◆ Exercise task A: In the passage on reasons to switch to a Mac, what does the program Little Snitch do?
◆ Exercise task B: Carry on the passage on reasons to switch to a Mac from the point where it stops.

-- start of Document excerpt --

15. Protection from Hackers

Almost every week, it seems, Microsoft issues yet another patch to shore up "security holes" in Windows and Internet Explorer. Hackers exploit these security flaws to track your activity, control your computer, and commit everything from mischief to felonies.

No operating system is completely secure, and every computer user should take reasonable precautions. Mac users have powerful security options, including a built-in firewall, a "stealth mode" to hide your computer from prying electronic eyes, and programs such as Little Snitch ($24.95, from www.obdev.at) that warn you when programs misbehave.

Stories about hackers taking control of Macs remain rare. (The stories you do hear are usually exaggerated.) Want to improve your chances of avoiding a hack attack? Switch to a Mac.



16. Productivity

Switching to a Mac greatly enhanced my productivity. On my Mac, I get more work done in less time.

My Mac doesn't freeze up unexpectedly. When a shareware demo does crash, OS X remains stable. Because I don't worry about the integrity of my Mac, I focus on getting things done.

On my Mac, menus make sense. Controls are consistent. The software I use is more stable, better conceived, and more visually appealing. The result? I love working on my Mac.

Some of America's most popular productivity gurus (like Merlin Mann, whose 43folders.com, pictured in Figure 4, is a frequent stop for fans of David Allen's Getting Things Done philosophy) are Mac users. Want to boost your productivity? Make the switch.

-- end of Document excerpt --
-- start of Source material --

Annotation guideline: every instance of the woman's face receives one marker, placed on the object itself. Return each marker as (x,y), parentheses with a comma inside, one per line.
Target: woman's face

-- end of Source material --

◆ Result A: It warns you when programs misbehave.

◆ Result B:
Figure 4. At 43folders.com, Merlin Mann, one of the Web's most outspoken productivity gurus, writes frequently about time-saving "life hacks" for Mac users.




17. Intelligent Monitor Management

Last year, I connected my PC to a digital projector and hit Fn-F8 to display my Very Important Presentationand nothing happened.

I tried other keys. I fiddled with projector settings. I rebooted. Nothing worked.

When you connect your Mac to a monitor or television, the display settings update automatically. Your laptop's screen can mirror the image on the monitor, or you can extend your desktop to cover both screens. If you're making a presentation, you can send one slide to the projector and preview the next on your Mac's private screen.

When you disconnect from the monitor, your Mac will make all the necessary adjustments for you, like magic.